**Task inputs:**
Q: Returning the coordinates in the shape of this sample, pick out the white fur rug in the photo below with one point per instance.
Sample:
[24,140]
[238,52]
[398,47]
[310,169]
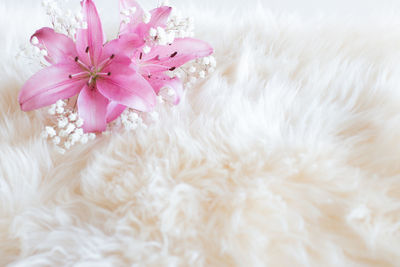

**The task:** Please write out the data again with "rug" swapped for "carpet" and nothing else altered, leaving out the pictures.

**Solution to this problem:**
Q: Returning the coordinates in the shape of this sample, pick out the white fur carpet in the photo below with one point per instance.
Sample:
[24,140]
[238,52]
[398,47]
[310,169]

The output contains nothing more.